DRSLTR 1 filename1.htm

 

DLA Piper UK LLP Beijing Representative Office
20th Floor, South Tower, Beijing Kerry Center

1 Guanghua Road, Chaoyang District
Beijing 100020, China
T +86 10 8520 0600
F +86 10 8520 0700

www.dlapiper.com

 

January 11, 2024

 

Via EDGAR

Division of Corporate Finance

Office of Energy & Transportation

Securities and Exchange Commission

Washington, D.C. 20549

 

Attn:Mr. Steve Lo

Ms. Shannon Buskirk

Ms. Claudia Rios

Ms. Laura Nicholson

 

Re:Lakeside Holding Limited

Draft Registration Statement on Form S-1

Confidentially Submitted October 30, 2023

CIK No. 0001996192

 

Dear Mr. Lo, Ms. Buskirk, Ms. Rios and Ms. Nicholson:

 

On behalf of our client, Lakeside Holding Limited, a Nevada corporation (the “Company”), we hereby submit to the staff (the “Staff”) of the Securities and Exchanges Commission (the “Commission”) this letter setting forth the Company’s responses to the comments contained in the Staff’s letter dated November 27, 2023 on the Company’s Draft Registration Statement on Form S-1 previously submitted on October 30, 2023 (the “Draft Registration Statement”).

 

Concurrently with the submission of this letter, the Company is submitting its revised draft registration statement on Form S-1 (the “Revised Draft Registration Statement”) with exhibits via EDGAR to the Commission for confidential review.

 

The Company has responded to the Staff’s comments by revising the Draft Registration Statements to address the comments, or by providing an explanation if the Company has not so revised the Draft Registration Statement. The Staff’s comments are repeated below in bold and are followed by the Company’s responses. We have included page references in the Revised Draft Registration Statement where the language addressing a particular comment appears. Capitalized terms used but not otherwise defined herein have the meanings set forth in the Revised Draft Registration Statement.

Objectives:
- a) In the letter, what date does the Staff's comment letter bear?
- b) Reproduce the part of the letter between "The Company has responded" and "Revised Draft Registration Statement.", inclusive.

Record set:
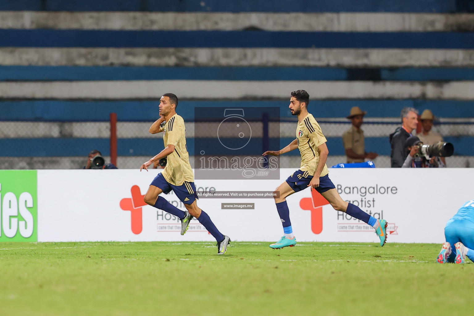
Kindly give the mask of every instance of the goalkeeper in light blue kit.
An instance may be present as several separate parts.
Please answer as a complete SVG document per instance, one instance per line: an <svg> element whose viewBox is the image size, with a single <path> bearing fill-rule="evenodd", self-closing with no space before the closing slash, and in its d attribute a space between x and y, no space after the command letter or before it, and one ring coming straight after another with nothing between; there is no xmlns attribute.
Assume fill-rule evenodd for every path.
<svg viewBox="0 0 474 316"><path fill-rule="evenodd" d="M438 262L464 263L466 256L474 262L474 199L465 203L447 221L445 236Z"/></svg>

Written answers:
- a) November 27, 2023

- b)
The Company has responded to the Staff’s comments by revising the Draft Registration Statements to address the comments, or by providing an explanation if the Company has not so revised the Draft Registration Statement. The Staff’s comments are repeated below in bold and are followed by the Company’s responses. We have included page references in the Revised Draft Registration Statement where the language addressing a particular comment appears. Capitalized terms used but not otherwise defined herein have the meanings set forth in the Revised Draft Registration Statement.